++++ READING TEXT

The European Commission just announced that it has "opened a formal investigation to assess whether Samsung Electronics has abusively, and in contravention of a commitment it gave to the European Telecommunications Standards Institute (ETSI), used certain of its standard essential patent rights to distort competition in European mobile device markets, in breach of EU antitrust rules".

It goes without saying that Samsung is innocent until proven guilty of abuse. But the launch of a full-blown investigation after a few months of preliminary investigations is an important step. This means European competition enforcers have received information, in response to questionnaires (sent to Apple, which may have informally complained, and Samsung) that warrant a more formal effort. As the Commission's press release states, "[t]he opening of proceedings means that the Commission will examine the case as a matter of priority".

Please bear with me for a big-time "See I Told Ya So". Back in November I clarified on this blog, and in correspondence and interviews with major news agencies (several of whom quoted me), that the EU's concerns appeared to relate to Samsung's, not Apple's, conduct. Both companies received questionnaires, but the Commission said that its concerns related to patents essential to wireless telecommunications standards, and Apple has never sued anyone over a patent of that kind. In fact, Apple never participated in such a standard-setting process as far as I know. [Update] By the previous sentence I meant to say that Apple never participated in the definition of a standard like GSM or 3G/UMTS. Apple has contributed to codec standards, but since it's part of the MPEG LA pool, anyone can receive a license to those patents without having to negotiate with Apple itself. [/Update]

In principle, antitrust agencies could also try to go after Apple, but in that case, the theory would have to be a different one than FRAND-pledged standards-essential patents.

++++++++
++++ LISTING

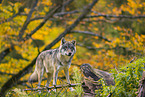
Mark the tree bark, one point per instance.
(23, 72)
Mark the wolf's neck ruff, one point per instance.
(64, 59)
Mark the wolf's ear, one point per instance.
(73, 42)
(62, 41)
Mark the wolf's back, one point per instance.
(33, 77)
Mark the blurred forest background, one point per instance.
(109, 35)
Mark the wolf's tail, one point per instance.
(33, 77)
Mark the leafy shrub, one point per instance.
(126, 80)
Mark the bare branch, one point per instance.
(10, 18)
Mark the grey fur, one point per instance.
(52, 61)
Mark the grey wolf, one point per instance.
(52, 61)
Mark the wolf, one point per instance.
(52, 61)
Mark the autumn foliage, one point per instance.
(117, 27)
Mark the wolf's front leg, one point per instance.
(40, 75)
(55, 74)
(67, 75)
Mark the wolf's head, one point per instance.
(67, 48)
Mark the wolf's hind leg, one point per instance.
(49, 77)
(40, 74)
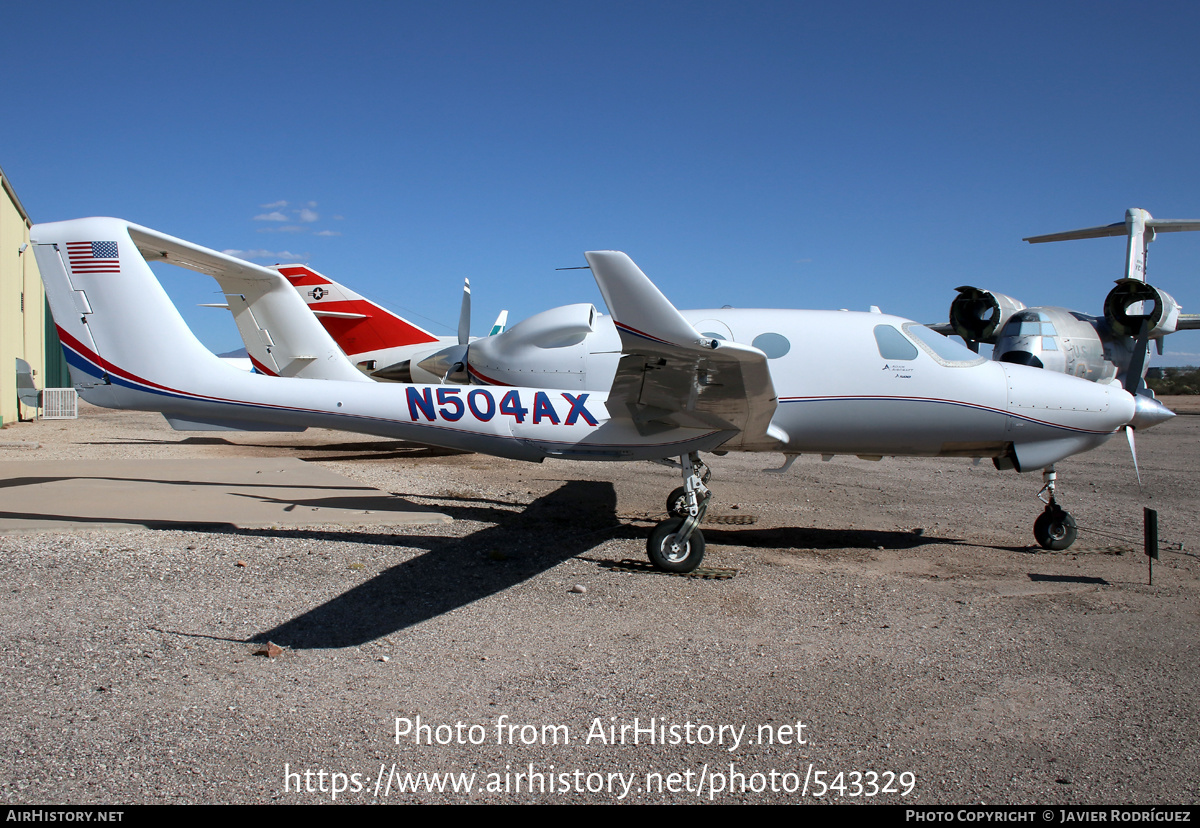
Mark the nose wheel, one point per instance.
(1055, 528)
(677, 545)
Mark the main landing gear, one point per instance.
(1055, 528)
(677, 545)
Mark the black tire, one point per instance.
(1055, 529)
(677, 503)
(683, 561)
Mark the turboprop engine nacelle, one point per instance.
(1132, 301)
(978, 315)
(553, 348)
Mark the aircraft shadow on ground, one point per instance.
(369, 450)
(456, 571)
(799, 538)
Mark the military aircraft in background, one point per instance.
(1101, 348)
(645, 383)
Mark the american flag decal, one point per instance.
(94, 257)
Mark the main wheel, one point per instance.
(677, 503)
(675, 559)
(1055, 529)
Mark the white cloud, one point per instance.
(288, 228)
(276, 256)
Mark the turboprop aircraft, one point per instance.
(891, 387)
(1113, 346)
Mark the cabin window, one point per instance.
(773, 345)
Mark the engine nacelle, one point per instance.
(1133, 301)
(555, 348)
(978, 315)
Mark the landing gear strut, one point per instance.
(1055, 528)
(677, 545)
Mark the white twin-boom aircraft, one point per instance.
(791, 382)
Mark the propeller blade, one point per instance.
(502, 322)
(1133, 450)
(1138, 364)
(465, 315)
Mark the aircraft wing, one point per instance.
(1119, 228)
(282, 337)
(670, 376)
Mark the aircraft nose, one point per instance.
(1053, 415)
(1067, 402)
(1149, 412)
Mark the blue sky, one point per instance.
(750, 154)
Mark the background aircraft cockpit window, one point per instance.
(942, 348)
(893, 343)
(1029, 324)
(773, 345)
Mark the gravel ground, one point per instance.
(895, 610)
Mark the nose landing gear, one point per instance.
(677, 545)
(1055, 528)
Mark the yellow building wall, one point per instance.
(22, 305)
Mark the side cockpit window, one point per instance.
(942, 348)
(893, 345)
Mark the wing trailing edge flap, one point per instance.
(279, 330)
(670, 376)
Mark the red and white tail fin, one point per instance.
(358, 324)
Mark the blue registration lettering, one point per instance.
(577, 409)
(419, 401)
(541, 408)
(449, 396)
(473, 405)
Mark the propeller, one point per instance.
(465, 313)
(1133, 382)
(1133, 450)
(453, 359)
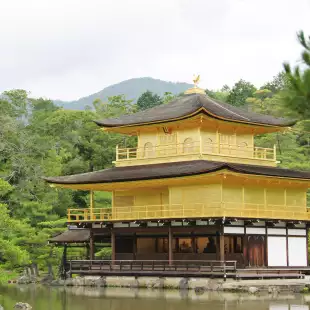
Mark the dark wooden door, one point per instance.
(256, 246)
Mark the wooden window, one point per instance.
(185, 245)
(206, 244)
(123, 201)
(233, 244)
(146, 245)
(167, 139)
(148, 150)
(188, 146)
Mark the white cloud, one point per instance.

++++++++

§ TASKS:
1. Rewrite everything in the blog post from "In principle, antitrust" down to "FRAND-pledged standards-essential patents.", swapping "antitrust agencies" for "competition regulators".
2. According to the blog post, to which standards body did Samsung give the commitment that the Commission says it may have contravened?

§ TASK RESPONSES:
1.
In principle, competition regulators could also try to go after Apple, but in that case, the theory would have to be a different one than FRAND-pledged standards-essential patents.

2. The European Telecommunications Standards Institute (ETSI).